SUPPLIED TEXT:
┄┄┄┄┄┄┄┄┄┄

Dr. Pranav Patel, UC Irvine Health
UC Irvine Health is the first medical center in Orange County to offer heart failure patients a wireless system that allows cardiologists to remotely monitor their pulmonary artery pressure and heart rate measurements.
Real-time access to this data enables doctors to proactively manage a patient’s condition, helping to reduce the rate of hospital readmission related to heart failure, the leading cause of hospitalization among adults 65 and older in the U.S., according to the American College of Cardiologists.
Heart failure refers to the progressive weakening of the heart muscle until it no longer pumps enough blood to meet the body’s needs. Advances in treatment allow more patients to survive hospitalization for heart failure, but more than 50 percent of them experience a new onset of symptoms and end up being readmitted within six months. Cardiologists hope the CardioMEMS Heart Failure System will help break this cycle.

┄┄┄┄┄┄┄┄┄┄

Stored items
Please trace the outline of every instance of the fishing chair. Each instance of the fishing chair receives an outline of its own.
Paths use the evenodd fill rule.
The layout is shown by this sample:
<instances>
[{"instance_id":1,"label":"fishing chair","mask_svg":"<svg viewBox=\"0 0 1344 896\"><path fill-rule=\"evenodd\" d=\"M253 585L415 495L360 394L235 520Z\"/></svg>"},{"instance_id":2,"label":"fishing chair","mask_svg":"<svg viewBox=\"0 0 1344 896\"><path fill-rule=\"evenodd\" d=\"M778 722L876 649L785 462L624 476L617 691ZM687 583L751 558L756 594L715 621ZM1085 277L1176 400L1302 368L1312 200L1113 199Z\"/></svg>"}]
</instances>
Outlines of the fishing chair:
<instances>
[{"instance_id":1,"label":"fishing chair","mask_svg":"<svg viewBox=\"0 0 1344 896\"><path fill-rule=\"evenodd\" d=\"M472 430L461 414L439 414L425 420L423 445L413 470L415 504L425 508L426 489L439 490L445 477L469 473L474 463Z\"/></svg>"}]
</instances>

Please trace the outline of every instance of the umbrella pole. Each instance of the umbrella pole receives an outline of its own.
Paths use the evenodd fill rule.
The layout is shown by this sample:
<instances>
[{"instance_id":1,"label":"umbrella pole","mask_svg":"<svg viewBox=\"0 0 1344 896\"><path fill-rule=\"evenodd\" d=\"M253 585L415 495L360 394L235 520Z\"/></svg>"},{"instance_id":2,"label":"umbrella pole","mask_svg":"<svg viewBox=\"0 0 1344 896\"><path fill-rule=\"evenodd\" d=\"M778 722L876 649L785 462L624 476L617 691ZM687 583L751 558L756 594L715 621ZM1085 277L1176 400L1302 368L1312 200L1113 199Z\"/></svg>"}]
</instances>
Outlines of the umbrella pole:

┄┄┄┄┄┄┄┄┄┄

TASKS:
**A)** For the passage on heart failure monitoring, state whether each statement agrees with it: (i) UC Irvine Health is the first medical center in Orange County to offer the wireless system to heart failure patients; (ii) fewer than half of patients who survive hospitalization for heart failure are readmitted within six months; (iii) the system allows cardiologists to remotely monitor patients' blood sugar levels. Answer each with yes or no, and quote the words of the passage that decide it.
**B)** Supply the next part of the passage on heart failure monitoring, continuing after its final sentence.

RESPONSES BY ITEM NUMBER:
**A)**
(i) Yes: "UC Irvine Health is the first medical center in Orange County to offer heart failure patients a wireless system"
(ii) No: "more than 50 percent of them experience a new onset of symptoms and end up being readmitted within six months"
(iii) No: "remotely monitor their pulmonary artery pressure and heart rate measurements"

**B)**
Dr. Pranav Patel, chief of the UC Irvine Health Division of Cardiology, implanted the sensor in an 84-year-old male patient on Feb. 6.
“This technology will help change the way we manage heart failure patients,” said Patel. “Once the patient returns home, they must pay careful attention to changes in weight, ankle or abdominal swelling and shortness of breath. CardioMEMS monitors their heart rate and artery pressure daily, and transmits that information to a secure database at the hospital or clinic for review by a physician or a nurse. We can identify early warning signals before the patient feels any symptoms.”
The implantable sensor is about the size the size of a dime, with thin loops at each end, and is placed in the pulmonary artery during a right heart catheterization procedure. Once implanted, the patient cannot feel the sensor, and it does not interfere with other devices such as a pacemaker or defibrillator. The system wirelessly captures and transmits the patient’s data to a secure database for analysis.
CardioMEMS received FDA approval in May 2014 and is designed for use with patients who have been hospitalized the previous year with New York Heart Association Class III heart failure. The American Heart Association uses this classification system, which is based on how much a patient’s physical activity is limited by their heart condition.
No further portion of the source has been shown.